Instruction. Pull every line from the listing below that contains the word "white", treating uppercase and lowercase as different.

Extracted material.
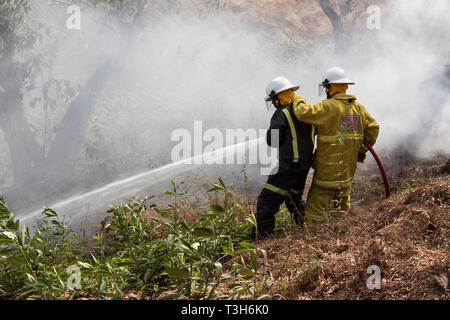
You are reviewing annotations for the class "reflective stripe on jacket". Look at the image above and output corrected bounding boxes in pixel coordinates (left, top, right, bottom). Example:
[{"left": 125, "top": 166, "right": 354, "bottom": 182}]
[
  {"left": 293, "top": 93, "right": 379, "bottom": 189},
  {"left": 267, "top": 96, "right": 314, "bottom": 170}
]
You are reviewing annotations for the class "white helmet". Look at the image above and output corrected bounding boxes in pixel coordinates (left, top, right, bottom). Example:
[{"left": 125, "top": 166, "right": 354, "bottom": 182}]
[
  {"left": 265, "top": 77, "right": 300, "bottom": 102},
  {"left": 319, "top": 67, "right": 355, "bottom": 96}
]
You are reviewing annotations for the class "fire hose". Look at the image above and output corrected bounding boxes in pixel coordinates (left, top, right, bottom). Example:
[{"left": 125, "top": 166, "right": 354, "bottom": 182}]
[{"left": 363, "top": 140, "right": 391, "bottom": 198}]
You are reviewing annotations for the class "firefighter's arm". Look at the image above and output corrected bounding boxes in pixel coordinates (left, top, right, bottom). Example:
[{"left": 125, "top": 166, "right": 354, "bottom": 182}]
[
  {"left": 266, "top": 112, "right": 286, "bottom": 147},
  {"left": 359, "top": 106, "right": 380, "bottom": 153},
  {"left": 293, "top": 96, "right": 328, "bottom": 126}
]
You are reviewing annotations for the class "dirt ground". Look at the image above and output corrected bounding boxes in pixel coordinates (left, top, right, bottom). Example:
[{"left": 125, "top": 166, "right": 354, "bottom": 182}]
[{"left": 218, "top": 158, "right": 450, "bottom": 300}]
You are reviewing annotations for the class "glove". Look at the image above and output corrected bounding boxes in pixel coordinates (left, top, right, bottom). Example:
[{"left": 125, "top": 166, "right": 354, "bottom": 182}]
[{"left": 358, "top": 153, "right": 366, "bottom": 163}]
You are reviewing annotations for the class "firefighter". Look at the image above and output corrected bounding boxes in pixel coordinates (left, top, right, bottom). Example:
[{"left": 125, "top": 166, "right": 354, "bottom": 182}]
[
  {"left": 293, "top": 67, "right": 379, "bottom": 223},
  {"left": 252, "top": 77, "right": 314, "bottom": 239}
]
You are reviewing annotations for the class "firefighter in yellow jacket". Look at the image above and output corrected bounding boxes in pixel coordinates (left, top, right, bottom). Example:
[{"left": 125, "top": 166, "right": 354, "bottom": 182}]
[{"left": 293, "top": 67, "right": 379, "bottom": 222}]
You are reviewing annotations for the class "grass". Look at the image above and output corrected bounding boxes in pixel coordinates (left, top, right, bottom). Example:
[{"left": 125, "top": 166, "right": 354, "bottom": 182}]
[{"left": 0, "top": 179, "right": 290, "bottom": 299}]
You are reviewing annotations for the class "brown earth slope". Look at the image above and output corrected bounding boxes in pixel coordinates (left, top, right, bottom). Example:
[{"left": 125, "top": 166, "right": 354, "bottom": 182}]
[{"left": 215, "top": 160, "right": 450, "bottom": 299}]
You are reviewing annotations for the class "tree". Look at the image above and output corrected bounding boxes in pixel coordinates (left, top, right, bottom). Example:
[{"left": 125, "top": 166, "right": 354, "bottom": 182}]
[
  {"left": 0, "top": 0, "right": 148, "bottom": 202},
  {"left": 318, "top": 0, "right": 368, "bottom": 54}
]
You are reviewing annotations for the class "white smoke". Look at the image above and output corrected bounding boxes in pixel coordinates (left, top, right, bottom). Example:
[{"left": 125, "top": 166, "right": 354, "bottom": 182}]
[{"left": 1, "top": 0, "right": 450, "bottom": 220}]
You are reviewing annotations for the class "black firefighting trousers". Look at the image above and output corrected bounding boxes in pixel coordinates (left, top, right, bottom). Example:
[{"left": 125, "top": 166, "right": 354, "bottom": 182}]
[{"left": 252, "top": 168, "right": 309, "bottom": 238}]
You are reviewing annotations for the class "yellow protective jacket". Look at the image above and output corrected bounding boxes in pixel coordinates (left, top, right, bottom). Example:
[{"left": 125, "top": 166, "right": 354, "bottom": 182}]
[{"left": 293, "top": 93, "right": 380, "bottom": 189}]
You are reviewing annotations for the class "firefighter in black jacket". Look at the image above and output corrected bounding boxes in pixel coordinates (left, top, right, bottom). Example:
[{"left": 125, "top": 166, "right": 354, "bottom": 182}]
[{"left": 252, "top": 77, "right": 314, "bottom": 239}]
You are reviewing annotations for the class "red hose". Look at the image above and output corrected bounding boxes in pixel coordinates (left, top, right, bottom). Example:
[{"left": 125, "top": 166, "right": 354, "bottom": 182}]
[{"left": 363, "top": 140, "right": 391, "bottom": 198}]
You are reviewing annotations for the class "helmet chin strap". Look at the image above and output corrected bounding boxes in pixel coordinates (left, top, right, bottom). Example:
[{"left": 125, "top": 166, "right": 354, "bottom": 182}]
[{"left": 270, "top": 90, "right": 281, "bottom": 108}]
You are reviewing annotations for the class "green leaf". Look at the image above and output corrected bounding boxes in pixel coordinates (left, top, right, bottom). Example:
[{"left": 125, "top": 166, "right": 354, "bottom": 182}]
[
  {"left": 27, "top": 273, "right": 36, "bottom": 283},
  {"left": 278, "top": 282, "right": 287, "bottom": 293},
  {"left": 77, "top": 261, "right": 92, "bottom": 269},
  {"left": 165, "top": 267, "right": 189, "bottom": 279},
  {"left": 250, "top": 252, "right": 258, "bottom": 272},
  {"left": 192, "top": 227, "right": 217, "bottom": 239},
  {"left": 42, "top": 208, "right": 58, "bottom": 218},
  {"left": 8, "top": 255, "right": 27, "bottom": 265},
  {"left": 209, "top": 204, "right": 225, "bottom": 212},
  {"left": 239, "top": 241, "right": 256, "bottom": 249},
  {"left": 239, "top": 268, "right": 255, "bottom": 277},
  {"left": 0, "top": 231, "right": 17, "bottom": 240}
]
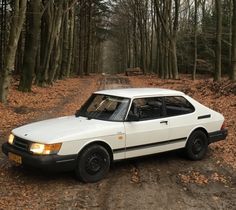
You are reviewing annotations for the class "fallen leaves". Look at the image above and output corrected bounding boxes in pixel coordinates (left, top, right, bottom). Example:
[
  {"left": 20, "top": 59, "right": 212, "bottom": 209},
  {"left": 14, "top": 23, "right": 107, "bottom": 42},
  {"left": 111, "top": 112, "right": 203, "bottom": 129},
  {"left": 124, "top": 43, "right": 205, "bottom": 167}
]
[
  {"left": 0, "top": 75, "right": 99, "bottom": 136},
  {"left": 178, "top": 171, "right": 230, "bottom": 185}
]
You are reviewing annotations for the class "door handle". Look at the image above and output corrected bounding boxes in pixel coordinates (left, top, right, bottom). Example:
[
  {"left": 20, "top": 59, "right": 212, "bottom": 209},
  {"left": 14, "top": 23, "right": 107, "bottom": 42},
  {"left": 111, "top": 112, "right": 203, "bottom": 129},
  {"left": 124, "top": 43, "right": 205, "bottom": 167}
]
[{"left": 160, "top": 121, "right": 168, "bottom": 125}]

Reply to the exercise.
You are reviewing annotations for the class "white helmet". Look at the image above and output corrected bounding boxes in pixel coordinates (left, top, right, bottom). Example:
You are reviewing annotations for the class "white smoke". Look at the image above and output corrected bounding boxes in pixel coordinates (left, top, right, bottom). Example:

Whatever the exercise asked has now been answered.